TEKS SUMBER →
▼

Kemauan kuat perempuan Indonesia menjadi wirausaha juga tecermin dalam Survei Populix bertajuk ”The Womenpreneurial Spirit in Indonesia” (2022). Sebanyak 35 persen dari 743 responden wirausaha perempuan beralasan menjadi pengusaha karena ingin membantu perekonomian keluarga. Sebanyak 67 persen di antaranya tetap ingin melanjutkan usaha. Mereka tidak segan memanfaatkan momen tertentu, seperti Ramadhan, untuk meningkatkan penjualan. Selain dari mulut ke mulut, 68 persen responden menyebut pernah memakai aplikasi pesan instan dan media sosial untuk promosi.
Literasi digital
Hanya, tidak banyak perempuan calon wirausaha percaya diri. Google, melalui studi Advancing Women in Entrepreneurship, menemukan, masih ada kesenjangan ketidakpercayaan diri yang lebar (10 persen) antara calon wirausaha perempuan dan laki-laki di Indonesia. Mereka umumnya takut gagal dan tidak yakin bagaimana berbisnis dengan teknologi digital. Sementara di kalangan perempuan yang sudah menjadi pengusaha, mereka mengakui salah satu hambatan terbesar adalah kurangnya keterampilan pemasaran, terutama pemasaran digital.
Di kalangan perempuan dari kelas menengah bawah, cerita perempuan terjun menjadi wirausaha dan memakai teknologi digital lebih kompleks lagi. Mulai dari keterbatasan kepemilikan perangkat sampai keterbatasan akses jaringan internet. Bagi rumah tangga miskin, kepemilikan gawai terletak pada suami dan anak sehingga perempuan (ibu) akan meminta pengajaran dari mereka.
Sementara di kalangan perempuan yang sudah menjadi pengusaha, mereka mengakui salah satu hambatan terbesar adalah kurangnya keterampilan pemasaran, terutama pemasaran digital.
Perjalanan kapabilitas digital wirausaha perempuan memang tidak linear. Pulse Lab Jakarta dan UN Women melalui studi Beyond Sticky Floors (2021) mengelompokkan empat perilaku wirausaha perempuan di Indonesia terhadap teknologi digital. Kelompok pertama, yaitu pencemas teknologi dan takut mengambil risiko ketika menggunakan teknologi digital. Kelompok kedua adalah tech novice. Wirausaha perempuan yang masuk kelompok kedua ini biasanya hanya mau menggunakan fitur-fitur teknologi yang sudah familiar.

▲

(Data lokalisasi titik per objek)
▼

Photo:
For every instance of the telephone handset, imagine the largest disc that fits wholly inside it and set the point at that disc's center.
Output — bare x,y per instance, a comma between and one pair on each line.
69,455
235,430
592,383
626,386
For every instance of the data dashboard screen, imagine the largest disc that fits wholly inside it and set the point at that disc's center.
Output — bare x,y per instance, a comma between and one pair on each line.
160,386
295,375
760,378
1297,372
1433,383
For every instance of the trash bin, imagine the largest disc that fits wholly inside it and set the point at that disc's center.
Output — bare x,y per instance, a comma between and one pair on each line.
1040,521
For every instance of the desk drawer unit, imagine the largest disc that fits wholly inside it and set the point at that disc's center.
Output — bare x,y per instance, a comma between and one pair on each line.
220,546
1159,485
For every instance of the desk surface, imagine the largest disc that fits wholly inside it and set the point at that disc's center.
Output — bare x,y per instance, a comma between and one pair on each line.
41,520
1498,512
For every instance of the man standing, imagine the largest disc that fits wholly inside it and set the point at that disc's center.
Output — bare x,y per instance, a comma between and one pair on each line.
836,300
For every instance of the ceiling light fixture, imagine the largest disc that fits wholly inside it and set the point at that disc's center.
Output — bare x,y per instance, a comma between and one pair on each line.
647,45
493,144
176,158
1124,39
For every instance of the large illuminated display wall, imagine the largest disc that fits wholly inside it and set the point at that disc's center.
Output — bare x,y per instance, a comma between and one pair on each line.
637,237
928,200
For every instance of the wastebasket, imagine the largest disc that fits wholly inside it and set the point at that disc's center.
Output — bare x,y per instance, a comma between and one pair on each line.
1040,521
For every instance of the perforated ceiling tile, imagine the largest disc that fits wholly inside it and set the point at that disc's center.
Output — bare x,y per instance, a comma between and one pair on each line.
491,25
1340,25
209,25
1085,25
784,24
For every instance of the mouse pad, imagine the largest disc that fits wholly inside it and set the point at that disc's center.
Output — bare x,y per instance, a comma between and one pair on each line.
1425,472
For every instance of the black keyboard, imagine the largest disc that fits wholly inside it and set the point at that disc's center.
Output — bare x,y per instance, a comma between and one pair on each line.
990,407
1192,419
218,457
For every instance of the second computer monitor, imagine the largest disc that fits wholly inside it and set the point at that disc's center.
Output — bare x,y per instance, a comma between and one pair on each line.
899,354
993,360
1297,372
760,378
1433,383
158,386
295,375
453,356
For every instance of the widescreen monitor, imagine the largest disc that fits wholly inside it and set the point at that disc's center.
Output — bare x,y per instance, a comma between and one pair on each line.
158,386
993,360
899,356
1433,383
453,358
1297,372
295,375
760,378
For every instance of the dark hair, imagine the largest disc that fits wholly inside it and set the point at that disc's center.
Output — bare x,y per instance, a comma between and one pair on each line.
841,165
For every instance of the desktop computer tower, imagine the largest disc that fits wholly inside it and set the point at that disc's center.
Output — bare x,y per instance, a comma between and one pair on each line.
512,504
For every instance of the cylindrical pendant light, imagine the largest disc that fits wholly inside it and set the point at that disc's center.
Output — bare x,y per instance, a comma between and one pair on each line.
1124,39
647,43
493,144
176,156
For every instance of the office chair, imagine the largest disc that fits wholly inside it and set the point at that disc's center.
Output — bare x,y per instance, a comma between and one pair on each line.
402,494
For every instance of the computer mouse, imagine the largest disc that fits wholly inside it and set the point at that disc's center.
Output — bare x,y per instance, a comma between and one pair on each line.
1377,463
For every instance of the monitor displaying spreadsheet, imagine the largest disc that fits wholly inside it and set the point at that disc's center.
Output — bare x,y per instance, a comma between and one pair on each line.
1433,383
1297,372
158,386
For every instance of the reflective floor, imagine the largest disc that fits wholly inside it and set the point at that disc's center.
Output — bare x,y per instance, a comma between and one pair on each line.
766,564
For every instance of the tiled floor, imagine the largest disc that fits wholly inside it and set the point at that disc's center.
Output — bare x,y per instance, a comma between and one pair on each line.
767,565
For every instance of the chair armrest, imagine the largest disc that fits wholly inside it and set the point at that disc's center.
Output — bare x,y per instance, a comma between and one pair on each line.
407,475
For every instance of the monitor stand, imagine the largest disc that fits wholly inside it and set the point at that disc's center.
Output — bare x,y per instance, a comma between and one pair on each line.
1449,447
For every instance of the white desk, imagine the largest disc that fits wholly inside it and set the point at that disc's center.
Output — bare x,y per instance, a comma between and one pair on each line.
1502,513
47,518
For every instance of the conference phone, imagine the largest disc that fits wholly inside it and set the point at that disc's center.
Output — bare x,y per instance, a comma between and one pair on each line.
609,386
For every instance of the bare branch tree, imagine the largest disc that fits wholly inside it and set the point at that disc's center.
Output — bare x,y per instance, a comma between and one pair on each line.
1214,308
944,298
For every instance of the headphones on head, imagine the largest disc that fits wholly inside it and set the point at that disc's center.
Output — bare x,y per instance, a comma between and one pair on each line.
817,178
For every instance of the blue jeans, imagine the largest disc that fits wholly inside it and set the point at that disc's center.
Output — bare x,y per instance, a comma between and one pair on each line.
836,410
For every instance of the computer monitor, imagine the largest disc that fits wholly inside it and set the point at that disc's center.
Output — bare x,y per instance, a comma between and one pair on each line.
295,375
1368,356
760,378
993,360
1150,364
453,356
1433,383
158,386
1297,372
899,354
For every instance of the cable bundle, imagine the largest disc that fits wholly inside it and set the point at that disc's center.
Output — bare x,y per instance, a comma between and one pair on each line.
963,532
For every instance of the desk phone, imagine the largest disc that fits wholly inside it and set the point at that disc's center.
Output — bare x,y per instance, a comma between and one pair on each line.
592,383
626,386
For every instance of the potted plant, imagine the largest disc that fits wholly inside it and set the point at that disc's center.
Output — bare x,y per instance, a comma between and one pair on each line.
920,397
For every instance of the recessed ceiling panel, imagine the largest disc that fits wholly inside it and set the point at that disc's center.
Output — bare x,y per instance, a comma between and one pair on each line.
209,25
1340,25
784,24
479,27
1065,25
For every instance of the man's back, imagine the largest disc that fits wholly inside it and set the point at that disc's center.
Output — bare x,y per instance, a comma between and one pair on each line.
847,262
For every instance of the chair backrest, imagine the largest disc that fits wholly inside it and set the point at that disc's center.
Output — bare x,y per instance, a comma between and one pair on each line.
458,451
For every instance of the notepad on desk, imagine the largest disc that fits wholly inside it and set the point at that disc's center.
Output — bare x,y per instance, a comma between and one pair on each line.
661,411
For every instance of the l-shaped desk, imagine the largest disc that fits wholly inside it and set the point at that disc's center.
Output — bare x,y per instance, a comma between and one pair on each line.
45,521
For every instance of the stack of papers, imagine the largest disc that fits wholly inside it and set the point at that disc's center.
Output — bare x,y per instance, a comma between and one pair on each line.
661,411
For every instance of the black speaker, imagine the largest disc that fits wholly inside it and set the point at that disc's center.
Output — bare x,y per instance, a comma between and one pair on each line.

▲

PETUNJUK LATIHAN →
- a) Menurut teks sumber tentang wirausaha perempuan, berapa jumlah responden wirausaha perempuan dalam Survei Populix?
- b) Tuliskan kelanjutan teks sumber tentang wirausaha perempuan dan teknologi digital, dimulai setelah kalimat terakhirnya.
Data ini tidak dipakai dalam latihan.

JAWABAN LATIHAN →
- a) Survei Populix melibatkan 743 responden wirausaha perempuan.

- b)
Kemudian, kelompok ketiga adalah tech apprentice. Wirausaha perempuan yang tergolong kategori ini biasanya suka menjelajah fitur-fitur teknologi, tetapi masih tergantung dengan fasilitatornya. Adapun kelompok keempat, yaitu praktisi teknologi. Wirausaha perempuan yang termasuk kategori praktisi teknologi berarti sudah percaya diri menggunakan teknologi dan pandai memecahkan masalah secara mandiri.
Apabila Indonesia mampu meningkatkan partisipasi perempuan dalam wirausaha sampai 25 persen pada 2025, Bank Dunia memperkirakan, produk domestik bruto bisa naik hingga 2,8 persen. Perserikatan Bangsa-Bangsa menekankan, menutup kesenjangan jender dalam kewirausahaan juga penting untuk mempercepat pemulihan ekonomi global dari pandemi Covid-19.
Jika dikaitkan dengan penggunaan teknologi digital, menutup kesenjangan jender kewirausahaan harus dimulai dari pemerataan kualitas jaringan internet sampai ke pelosok desa. Upaya tersebut lantas diikuti dengan literasi digital.
Penyedia platform digital pun semestinya ikut bertanggung jawab, bukan hanya lewat program literasi digital, tetapi juga menghadirkan fitur-fitur solusi teknologi yang ramah dan paling dibutuhkan wirausaha perempuan. Dalam konteks hubungan kemitraan bisnis, penyedia platform seharusnya mampu menciptakan kondisi yang setara, seperti skema bagi hasil yang transparan.
Tentunya, di luar konteks teknologi digital, masih banyak sisi kesenjangan jender kewirausahaan yang saling berkelindan. Sebagai contoh, ketimpangan akses kepada permodalan dan pelatihan keterampilan usaha. Akses laki-laki lebih besar ketimbang perempuan. Pemerintah perlu ambil bagian aktif memetakan serta menemukan solusi tepat mengatasi ketimpangan tersebut.